What is needed is an exact copy of all the records.

[[ EXTRACTED RECORDS open ]]

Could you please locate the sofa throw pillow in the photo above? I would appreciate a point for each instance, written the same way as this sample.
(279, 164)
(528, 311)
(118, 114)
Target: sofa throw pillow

[[ EXTRACTED RECORDS closed ]]

- **EXPECTED OUTPUT**
Could you please locate the sofa throw pillow in the photo above? I would appreciate a point for each instance, written the same way as this sample.
(279, 164)
(528, 311)
(118, 114)
Target: sofa throw pillow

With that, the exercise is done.